Transcribe the data that follows without changing a word, and omit the pictures.

Image point grounding data:
-- Opening Marker --

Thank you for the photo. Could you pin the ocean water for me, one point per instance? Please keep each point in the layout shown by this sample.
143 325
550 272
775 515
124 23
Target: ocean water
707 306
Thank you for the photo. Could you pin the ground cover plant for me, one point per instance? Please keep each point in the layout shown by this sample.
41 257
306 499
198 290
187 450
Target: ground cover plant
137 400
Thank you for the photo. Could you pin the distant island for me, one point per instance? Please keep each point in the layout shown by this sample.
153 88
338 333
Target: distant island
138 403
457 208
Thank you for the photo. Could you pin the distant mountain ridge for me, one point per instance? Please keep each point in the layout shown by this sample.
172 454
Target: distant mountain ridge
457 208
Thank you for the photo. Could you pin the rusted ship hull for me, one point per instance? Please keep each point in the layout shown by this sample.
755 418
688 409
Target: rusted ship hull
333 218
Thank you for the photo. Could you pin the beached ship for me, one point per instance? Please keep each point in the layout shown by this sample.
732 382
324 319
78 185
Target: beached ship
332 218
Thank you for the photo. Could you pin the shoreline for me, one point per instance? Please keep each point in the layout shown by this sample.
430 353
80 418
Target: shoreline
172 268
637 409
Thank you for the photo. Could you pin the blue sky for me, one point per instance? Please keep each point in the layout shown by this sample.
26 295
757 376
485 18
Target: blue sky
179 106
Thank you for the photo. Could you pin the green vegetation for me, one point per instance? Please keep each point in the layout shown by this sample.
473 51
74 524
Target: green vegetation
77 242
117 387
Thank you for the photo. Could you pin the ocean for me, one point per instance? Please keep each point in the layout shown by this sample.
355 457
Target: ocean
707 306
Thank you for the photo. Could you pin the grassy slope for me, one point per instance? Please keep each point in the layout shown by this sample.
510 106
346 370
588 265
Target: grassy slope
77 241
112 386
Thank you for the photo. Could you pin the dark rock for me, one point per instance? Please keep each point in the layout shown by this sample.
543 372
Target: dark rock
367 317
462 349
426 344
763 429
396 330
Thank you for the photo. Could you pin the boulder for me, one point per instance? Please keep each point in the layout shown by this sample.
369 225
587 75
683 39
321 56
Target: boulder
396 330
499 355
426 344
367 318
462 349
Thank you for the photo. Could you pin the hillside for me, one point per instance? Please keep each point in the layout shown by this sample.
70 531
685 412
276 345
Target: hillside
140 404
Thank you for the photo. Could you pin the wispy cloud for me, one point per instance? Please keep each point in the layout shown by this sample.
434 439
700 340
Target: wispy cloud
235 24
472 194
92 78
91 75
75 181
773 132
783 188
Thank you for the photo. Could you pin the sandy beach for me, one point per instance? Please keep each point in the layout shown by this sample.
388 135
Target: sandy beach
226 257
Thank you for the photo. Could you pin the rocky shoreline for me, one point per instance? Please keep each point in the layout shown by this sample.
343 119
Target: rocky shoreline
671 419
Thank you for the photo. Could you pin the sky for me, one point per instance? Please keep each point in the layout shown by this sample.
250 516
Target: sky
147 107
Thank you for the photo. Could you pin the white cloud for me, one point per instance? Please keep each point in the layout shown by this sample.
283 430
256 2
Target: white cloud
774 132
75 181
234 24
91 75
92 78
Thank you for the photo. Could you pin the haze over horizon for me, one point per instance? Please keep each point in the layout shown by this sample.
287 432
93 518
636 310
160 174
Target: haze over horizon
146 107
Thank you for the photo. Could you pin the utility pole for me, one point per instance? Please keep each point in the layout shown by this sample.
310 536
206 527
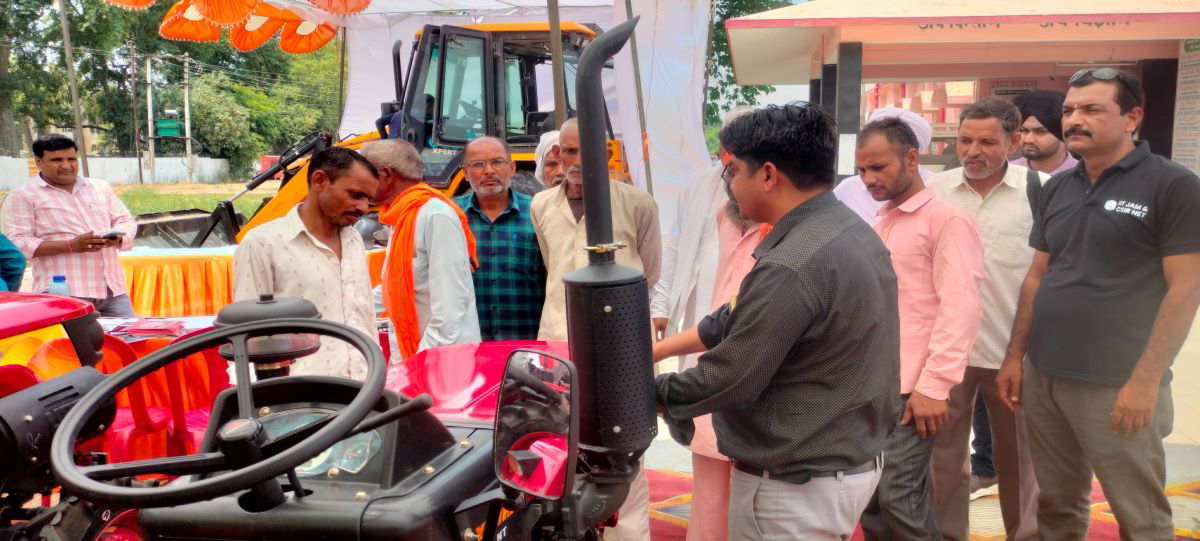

-- Closing Marker --

WRITTEN REPLY:
Thank you for the photo. Could you pin the ocean water for me, one point per instance? Please keep each point in the layout shown by this sample.
143 325
550 272
775 515
124 23
Target: ocean water
707 306
Thank you for the photo. Could you pin the ground cover plant for me, one point per instance? Please keep each point in the layout shown by this sample.
41 257
306 499
198 290
187 450
Target: ground cover plant
137 400
Thank you for the photo. Could you pin the distant island for me, one point per instance? Please keep each point in the layout shown by this sample.
153 88
338 333
Target: distant island
138 403
457 208
Thank you for the photo. Could you pin the distant mountain ridge for me, one point per instance? Please keep each point in the layout shown by this sample.
172 454
Target: distant mountain ridge
457 208
Thank you for the photo. Could you pin the rusted ship hull for me, one point per instance? Please keep each point in the layout shown by this sample.
755 418
688 409
Target: rusted ship hull
333 218
Thank you for the photo. Could you pin the beached ship for me, one point per instance? Please keep each point in the layout shown by this sample.
732 382
324 319
78 185
Target: beached ship
332 218
Thank you for the photo. Could you pin the shoreline for me, one point per instance? Please keep each point in the layout shown by this sample.
430 353
80 418
Target: shoreline
172 268
637 409
Thank you for the photo. Could you pin the blue sky for me, one point per instance? Please keep each point in the layout shown by this sample.
26 295
757 376
485 18
Target: blue sky
179 106
Thank you for the photo. Could you pin the green vegetation for me, one point per instance? Please keep each point in the layout shown by this sample.
473 51
74 524
Target: green vegetation
77 242
117 387
Thank you for the photo. Could you pin the ocean for me, one point per instance? Please keep each point in the layout shown by this sample.
355 457
Target: ocean
707 306
Thank you for the photo. Could you pin the grassy slope for me, one point per instance? Please keep each point in the layout shown by this sample.
510 106
346 370
588 265
Target: grassy slope
77 241
112 386
Thank you for the photo. Could you pin the dark rock for me, one point per instance? Please keep each point in the layout shown by this sample.
543 372
Target: dark rock
367 317
462 349
426 344
763 429
396 330
Thank you for the photo. Could you pin the boulder for me, one point per instance? Please keep each point in the layout shown by this sample.
369 225
587 75
683 39
321 56
Target: boulder
396 330
499 355
426 344
367 318
462 349
Thank you for the photo. Could you pin the hillside for me, one point per instance? Please keep each point in the layout shown by this sample.
70 531
685 412
276 345
Target: hillside
140 404
Thank you for the photo. Could you pin the wispy cloud for me, one point per instance? Please keep each point in the layout shown by this sample.
434 439
700 340
Target: wispy cloud
235 24
472 194
92 78
91 75
75 181
773 132
783 188
Thank you for the photo. Could you pin the sandy beach for me, one point per instance? Please keep each point in the layout shown by this sample.
388 135
Target: sandy beach
226 257
Thank you for the photo. Could you pin the rocky shoreline for me, one point per instance? Please keep each point in the layout shown by this sample.
343 119
Target: rocky shoreline
671 419
Thank you for the photo. Could you pin the sky for me, one point per instance? Please keep each point in the layout shown by this sample.
250 516
Target: sky
147 107
Thank you for the photo. Could you pin the white cloud for me, one point per instance? Please keep each point in the layout shown by this sample.
283 430
256 2
Target: white cloud
774 132
75 181
234 24
91 75
92 78
Thank you for the photo. Could you pin the haze over horizon for me, one point per instance? Please keep each point in the layout shown by this sample.
287 432
93 518
636 310
160 174
Target: haze over horizon
146 107
Thank you for the photo. Could you pin the utility pole for me, one point per instance? Please keep each point in the layout shown by this sample.
310 536
206 527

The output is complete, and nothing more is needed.